- _Requirements_:
1 - Answer these questions about the article on sustainable luxury resorts in Thailand, one answer per line, marked to match:
(a) According to the author, which hotel measures are now the bare minimum?
(b) What share of its herbs and vegetables does Keemala source from its own organic garden?
(c) What title did Aleenta earn at the International Hotel Awards?
2 - Rewrite the paragraph of the article on sustainable luxury resorts in Thailand that begins "Sustainability is inseparable from the Keemala brand" as a short bulleted list that keeps its main facts.
3 - Continue the article on sustainable luxury resorts in Thailand from where it stops.

- _Passage_:
* begin *

The Extra Eco Mile: Luxury Resorts Leading the Sustainability Movement in Thailand

What it takes to really make a change with every stay

As a Bangkokian, I see holidays as a change not just in geography, but in values and practices too. While the capital city may be slow to adjust to our sustainable reality, many hotels and holiday destinations in Thailand have already been catering to the future we all want to see. But how many actually understand the real issues?

In a time when the word “sustainable” has become so widely—and perhaps too liberally—applied, we start to question the true intentions and efforts of the institutions that apply it. When it comes to hotels, it’s no longer enough to reduce the amounts of single-use plastics or wash cycles. These are the bare minimum we expect to see in any hotel today. 

It’s time to get creative. For me, a truly “sustainable” hotel should constantly be looking for new approaches to reduce their impact on the environment. Sustainability is so much more than ticking a few boxes—it’s thinking outside of the box, too. The following list is a selection of hotels carving new paths, putting up outstanding efforts, and creating exemplary sustainability initiatives:



Keemala Phuket

Sustainability is inseparable from the Keemala brand. A perfect example of how luxury and eco-consciousness go hand in hand, Keemala takes significant steps to not only care for their guests, but involve them in their sustainable practices. Guests can trace the ingredients on their plates back to their local sources, while knowing that thoughtfulness and care have been put into every dish. Keemala sources 50% of their herbs and vegetables from their own organic garden, and works to reduce food waste by donating surplus to disadvantaged communities. Most impressive is the fact that Keemala relies completely on its own water source, and doesn’t tap into the already-stretched public water supply. Plus, all the water used here is recycled for gardening and landscaping. 



Aleenta, Hua Hin

The Beckhams have been known to go the extra mile to come here and enjoy the facilities that place great focus on wellness and sustainability. With these two as pillars for the resort’s philosophy, Aleenta’s axiom ‘you reap what you sow’ manifests itself quite clearly. The launch of their ‘Carbon Free Cooking’ is an industry-leading initiative where almost all produce is sourced from the property’s organic farm and served as the finest gourmet cuisine. The initiative also includes a community garden where locals can take what they like and pay it forward via replanting. Aleenta’s attention to detail when it comes to sustainable practices has been recognised internationally, earning them the title ‘Best Sustainable Hotel (Thailand)’ at the International Hotel Awards.

* end *

- _Data entries_:

* begin *

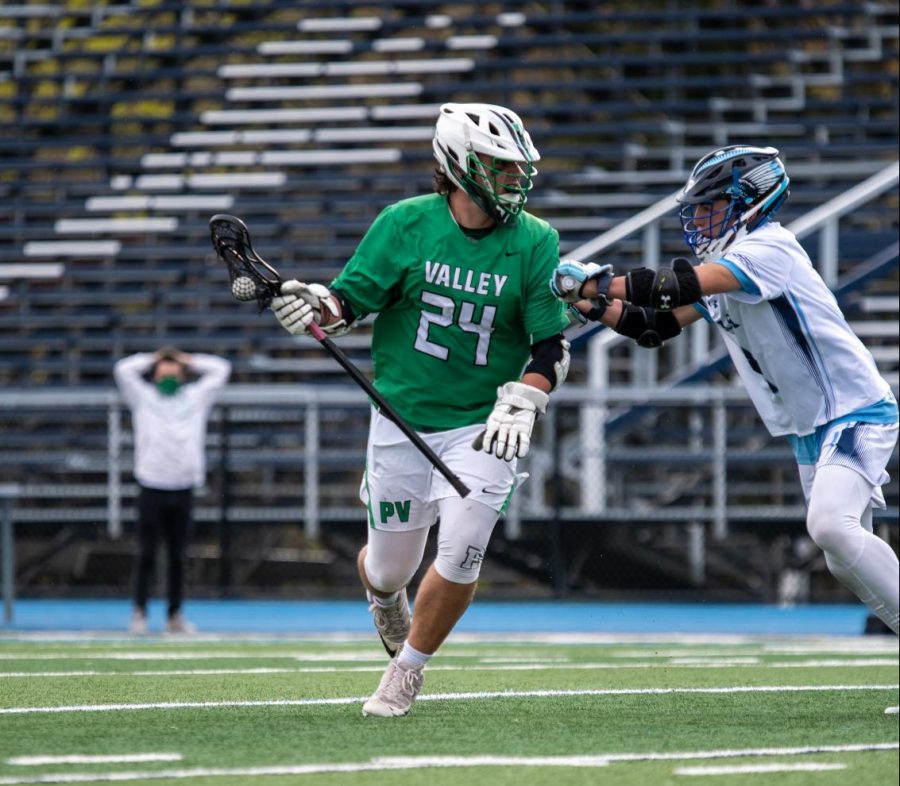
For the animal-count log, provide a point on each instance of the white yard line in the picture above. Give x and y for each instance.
(741, 769)
(473, 696)
(424, 762)
(77, 758)
(531, 666)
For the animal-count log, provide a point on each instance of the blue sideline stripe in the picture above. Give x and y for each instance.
(337, 616)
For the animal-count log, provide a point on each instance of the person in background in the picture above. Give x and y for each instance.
(809, 376)
(467, 347)
(170, 394)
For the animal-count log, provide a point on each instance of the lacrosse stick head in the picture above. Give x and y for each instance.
(251, 277)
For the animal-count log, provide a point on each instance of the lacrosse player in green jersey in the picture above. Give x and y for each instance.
(467, 345)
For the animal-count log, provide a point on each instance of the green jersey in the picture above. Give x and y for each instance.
(456, 316)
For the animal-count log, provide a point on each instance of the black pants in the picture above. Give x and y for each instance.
(167, 513)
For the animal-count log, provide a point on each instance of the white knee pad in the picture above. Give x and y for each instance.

* end *

- _Expected results_:
1 -
(a) Reducing the amounts of single-use plastics and wash cycles.
(b) 50%.
(c) 'Best Sustainable Hotel (Thailand)'.

2 -
- Keemala pairs luxury with eco-consciousness and involves guests in its sustainable practices.
- Guests can trace the ingredients on their plates back to local sources.
- 50% of its herbs and vegetables come from its own organic garden.
- Surplus food goes to disadvantaged communities to reduce waste.
- It relies entirely on its own water source instead of the public supply.
- All water used is recycled for gardening and landscaping.

3 -
137 Pillars, Chiang Mai

From basic measures like reducing single-use plastics, to also having intelligent AC systems for reducing energy consumption, 137 Pillars sets a high minimum standard when it comes to sustainable practices. The luxury boutique hotel also hosts an ever-expanding vegetable and herb garden, which produces more and more of the ingredients for the restaurant and bar. For any produce they do need to outsource, suppliers are given reusable mesh bags to adhere to the brand’s no plastic packaging policy. Even in the unseen initiatives, 137 Pillars places emphasis—including hiring an internationally-acclaimed mosquito expert to show the property how best to sustainably limit breeding areas without the use of chemicals. This also means fumigation is required a lot less frequently.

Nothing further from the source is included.